What to do —
Express the records below as a numbered list, one line per item, omitting any blank lines.

Object point labels
_ _ _ _ _
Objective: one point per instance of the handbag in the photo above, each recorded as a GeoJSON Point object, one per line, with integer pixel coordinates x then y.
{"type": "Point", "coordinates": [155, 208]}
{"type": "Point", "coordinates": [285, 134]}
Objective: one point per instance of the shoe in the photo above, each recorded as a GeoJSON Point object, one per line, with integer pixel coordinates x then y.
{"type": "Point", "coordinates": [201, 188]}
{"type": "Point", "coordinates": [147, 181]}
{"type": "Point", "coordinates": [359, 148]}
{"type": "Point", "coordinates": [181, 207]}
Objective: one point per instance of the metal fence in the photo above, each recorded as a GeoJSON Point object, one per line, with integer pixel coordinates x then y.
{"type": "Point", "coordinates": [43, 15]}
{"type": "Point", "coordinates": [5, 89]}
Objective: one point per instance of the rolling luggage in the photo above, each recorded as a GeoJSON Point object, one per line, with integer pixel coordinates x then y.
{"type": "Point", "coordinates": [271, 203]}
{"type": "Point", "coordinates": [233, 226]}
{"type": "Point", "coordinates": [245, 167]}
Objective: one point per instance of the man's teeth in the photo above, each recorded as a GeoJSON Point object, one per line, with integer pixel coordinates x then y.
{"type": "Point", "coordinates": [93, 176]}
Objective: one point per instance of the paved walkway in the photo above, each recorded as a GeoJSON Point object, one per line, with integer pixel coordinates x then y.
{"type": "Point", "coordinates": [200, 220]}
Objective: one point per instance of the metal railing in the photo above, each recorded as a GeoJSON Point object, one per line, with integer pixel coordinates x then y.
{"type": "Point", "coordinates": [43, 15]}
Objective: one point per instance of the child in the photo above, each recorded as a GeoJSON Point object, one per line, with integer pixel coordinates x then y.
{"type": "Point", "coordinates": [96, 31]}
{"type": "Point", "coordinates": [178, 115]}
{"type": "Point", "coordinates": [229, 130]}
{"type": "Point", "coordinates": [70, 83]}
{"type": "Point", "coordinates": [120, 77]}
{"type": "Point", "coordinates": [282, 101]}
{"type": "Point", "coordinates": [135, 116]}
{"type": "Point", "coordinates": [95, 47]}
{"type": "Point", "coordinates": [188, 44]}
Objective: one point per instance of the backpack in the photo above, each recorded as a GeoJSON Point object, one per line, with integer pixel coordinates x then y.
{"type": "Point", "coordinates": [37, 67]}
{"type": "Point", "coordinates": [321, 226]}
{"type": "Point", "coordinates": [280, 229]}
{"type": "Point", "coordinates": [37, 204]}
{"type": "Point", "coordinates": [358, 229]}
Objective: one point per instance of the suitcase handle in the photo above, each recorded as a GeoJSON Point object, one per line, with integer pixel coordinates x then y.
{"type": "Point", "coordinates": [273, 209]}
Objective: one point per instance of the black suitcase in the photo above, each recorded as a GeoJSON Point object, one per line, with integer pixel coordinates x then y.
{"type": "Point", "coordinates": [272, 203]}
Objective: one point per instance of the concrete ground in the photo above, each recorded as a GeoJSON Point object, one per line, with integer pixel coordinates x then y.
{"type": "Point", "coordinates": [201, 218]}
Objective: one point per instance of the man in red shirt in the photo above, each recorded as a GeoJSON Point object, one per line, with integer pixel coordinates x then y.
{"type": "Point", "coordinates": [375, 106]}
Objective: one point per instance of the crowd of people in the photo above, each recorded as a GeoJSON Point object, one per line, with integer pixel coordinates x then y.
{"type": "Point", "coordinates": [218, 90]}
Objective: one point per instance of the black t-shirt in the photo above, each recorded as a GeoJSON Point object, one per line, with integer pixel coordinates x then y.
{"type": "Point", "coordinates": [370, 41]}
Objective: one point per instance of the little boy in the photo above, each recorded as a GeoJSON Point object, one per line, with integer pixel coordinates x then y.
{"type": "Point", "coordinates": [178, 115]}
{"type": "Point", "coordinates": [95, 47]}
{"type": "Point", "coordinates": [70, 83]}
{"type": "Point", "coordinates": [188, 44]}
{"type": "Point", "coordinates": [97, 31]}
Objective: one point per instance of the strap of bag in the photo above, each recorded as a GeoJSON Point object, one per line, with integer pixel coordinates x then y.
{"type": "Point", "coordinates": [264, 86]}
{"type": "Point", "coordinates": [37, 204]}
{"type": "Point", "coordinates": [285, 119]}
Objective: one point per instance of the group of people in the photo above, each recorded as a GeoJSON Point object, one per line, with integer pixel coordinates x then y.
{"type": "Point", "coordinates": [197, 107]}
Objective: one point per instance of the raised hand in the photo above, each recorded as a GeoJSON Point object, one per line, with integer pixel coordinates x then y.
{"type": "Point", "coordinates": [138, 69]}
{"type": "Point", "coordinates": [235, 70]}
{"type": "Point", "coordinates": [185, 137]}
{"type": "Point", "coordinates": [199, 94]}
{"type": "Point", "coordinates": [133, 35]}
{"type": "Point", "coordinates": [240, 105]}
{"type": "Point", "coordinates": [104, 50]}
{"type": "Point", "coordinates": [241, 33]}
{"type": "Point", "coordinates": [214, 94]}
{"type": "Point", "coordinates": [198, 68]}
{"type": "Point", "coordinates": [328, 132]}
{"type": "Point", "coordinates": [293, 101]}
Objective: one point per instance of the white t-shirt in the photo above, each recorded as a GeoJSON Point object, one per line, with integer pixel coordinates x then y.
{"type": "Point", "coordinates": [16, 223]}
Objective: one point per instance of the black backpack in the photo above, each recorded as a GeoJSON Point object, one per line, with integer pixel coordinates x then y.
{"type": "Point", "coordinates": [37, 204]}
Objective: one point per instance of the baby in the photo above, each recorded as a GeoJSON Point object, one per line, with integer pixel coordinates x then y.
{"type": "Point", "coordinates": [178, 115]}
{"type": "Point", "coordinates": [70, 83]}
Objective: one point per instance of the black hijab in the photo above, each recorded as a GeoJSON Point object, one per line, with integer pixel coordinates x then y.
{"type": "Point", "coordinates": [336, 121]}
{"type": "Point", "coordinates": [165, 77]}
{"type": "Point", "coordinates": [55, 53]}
_ _ _ _ _
Result of this task —
1. Objective: one point per instance of the handbag in the photo above, each recorded as a GeoJSON Point object, one per line, with integer pixel coordinates x then y.
2. {"type": "Point", "coordinates": [155, 208]}
3. {"type": "Point", "coordinates": [285, 134]}
4. Objective: one point per instance of the shoe in the photo above, each recorded as a GeoJSON Point object, one per line, with integer pixel coordinates x then y.
5. {"type": "Point", "coordinates": [201, 188]}
6. {"type": "Point", "coordinates": [147, 181]}
7. {"type": "Point", "coordinates": [359, 148]}
8. {"type": "Point", "coordinates": [181, 207]}
9. Objective: one point per instance of the metal fence in the photo above, each recorded as a GeoJSON Point object, one per line, with integer pixel coordinates x then y.
10. {"type": "Point", "coordinates": [43, 15]}
11. {"type": "Point", "coordinates": [5, 89]}
12. Objective: one point per instance of the rolling luggage in the photo above, each recorded as a GeoJSON Point object, one per line, with integer pixel coordinates x then y.
13. {"type": "Point", "coordinates": [271, 203]}
14. {"type": "Point", "coordinates": [233, 226]}
15. {"type": "Point", "coordinates": [245, 167]}
16. Objective: one point per instance of the man's teeth in the photo above, each recorded as a GeoJSON Point object, one per line, with integer pixel coordinates x then y.
17. {"type": "Point", "coordinates": [93, 176]}
18. Objective: one point per instance of the paved walkway in the photo above, each recorded as a GeoJSON Point object, one per line, with integer pixel coordinates x then y.
19. {"type": "Point", "coordinates": [200, 220]}
20. Objective: one point per instance of the metal railing in the photo above, each recorded as a GeoJSON Point object, one per line, with integer pixel coordinates x then y.
21. {"type": "Point", "coordinates": [43, 15]}
22. Objective: one point per instance of the child in the photo above, each recorded as a GeoJSON Point object, one per line, with integer pixel coordinates x then y.
23. {"type": "Point", "coordinates": [96, 31]}
24. {"type": "Point", "coordinates": [178, 115]}
25. {"type": "Point", "coordinates": [229, 130]}
26. {"type": "Point", "coordinates": [70, 83]}
27. {"type": "Point", "coordinates": [120, 77]}
28. {"type": "Point", "coordinates": [282, 101]}
29. {"type": "Point", "coordinates": [135, 116]}
30. {"type": "Point", "coordinates": [95, 47]}
31. {"type": "Point", "coordinates": [188, 44]}
32. Objective: one point per instance of the backpack in the photo above, each recorded as a GeoJSON Point object, one per line, with integer pixel coordinates x then y.
33. {"type": "Point", "coordinates": [37, 67]}
34. {"type": "Point", "coordinates": [321, 226]}
35. {"type": "Point", "coordinates": [280, 229]}
36. {"type": "Point", "coordinates": [37, 204]}
37. {"type": "Point", "coordinates": [358, 229]}
38. Objective: one point per instance of the suitcase handle in the photo above, each recorded as a GeoJSON Point object, one per line, with integer pixel coordinates x then y.
39. {"type": "Point", "coordinates": [273, 209]}
40. Objective: one point per instance of the black suitcase in the photo above, each recorded as a GeoJSON Point object, one per line, with integer pixel coordinates x then y.
41. {"type": "Point", "coordinates": [272, 203]}
42. Objective: one point per instance of the concrete ground in the photo above, each recorded as a GeoJSON Point object, one per line, with integer pixel coordinates x then y.
43. {"type": "Point", "coordinates": [201, 218]}
44. Objective: one point per instance of the man in red shirt in the photo above, each recorded as a GeoJSON Point object, one per line, with integer pixel coordinates x then y.
45. {"type": "Point", "coordinates": [375, 106]}
46. Objective: one point per instance of the crowd of people in the photo above, each recorded as a GeoJSON Point object, one per line, with integer pixel coordinates x then y.
47. {"type": "Point", "coordinates": [218, 90]}
48. Objective: one point per instance of the black t-shirt in the photo above, each recorded as a GeoJSON Point object, one per line, with integer pixel coordinates x then y.
49. {"type": "Point", "coordinates": [370, 41]}
50. Objective: one point per instance of the little boy in the photo above, each recorded as a GeoJSON Point object, one per line, with integer pixel coordinates x then y.
51. {"type": "Point", "coordinates": [178, 115]}
52. {"type": "Point", "coordinates": [95, 47]}
53. {"type": "Point", "coordinates": [70, 83]}
54. {"type": "Point", "coordinates": [188, 44]}
55. {"type": "Point", "coordinates": [97, 31]}
56. Objective: one point per instance of the strap of bag in the photo above, each recorded as a GeoJSON Point object, one per line, with integer pixel coordinates x then y.
57. {"type": "Point", "coordinates": [264, 86]}
58. {"type": "Point", "coordinates": [37, 204]}
59. {"type": "Point", "coordinates": [285, 119]}
60. Objective: one point per instance of the group of people in the photo above, each recorded as a GeoJSON Point object, one per line, with integer pixel coordinates x then y.
61. {"type": "Point", "coordinates": [197, 107]}
62. Objective: one point per instance of the raised hand in the photo above, each recorded as a GeoJSON Point object, one per line, with integer pixel coordinates x then y.
63. {"type": "Point", "coordinates": [138, 69]}
64. {"type": "Point", "coordinates": [235, 70]}
65. {"type": "Point", "coordinates": [185, 137]}
66. {"type": "Point", "coordinates": [199, 94]}
67. {"type": "Point", "coordinates": [133, 35]}
68. {"type": "Point", "coordinates": [240, 105]}
69. {"type": "Point", "coordinates": [104, 50]}
70. {"type": "Point", "coordinates": [241, 33]}
71. {"type": "Point", "coordinates": [214, 94]}
72. {"type": "Point", "coordinates": [198, 68]}
73. {"type": "Point", "coordinates": [328, 132]}
74. {"type": "Point", "coordinates": [293, 101]}
75. Objective: one point per instance of the white t-shirt in the photo above, each recorded as a GeoJSON Point object, one per line, with integer pixel coordinates x then y.
76. {"type": "Point", "coordinates": [16, 223]}
77. Objective: one point per instance of the black backpack in the photo above, each recorded as a GeoJSON Point object, one per line, with integer pixel coordinates x then y.
78. {"type": "Point", "coordinates": [37, 204]}
79. Objective: one point per instance of the baby in the photo above, each recorded as a GeoJSON Point object, one per line, with integer pixel coordinates x then y.
80. {"type": "Point", "coordinates": [178, 115]}
81. {"type": "Point", "coordinates": [70, 83]}
82. Objective: one point per instance of the black hijab in the photo above, each recorded as a GeoJSON Point object, one per line, with integer pixel coordinates x then y.
83. {"type": "Point", "coordinates": [336, 121]}
84. {"type": "Point", "coordinates": [165, 77]}
85. {"type": "Point", "coordinates": [55, 53]}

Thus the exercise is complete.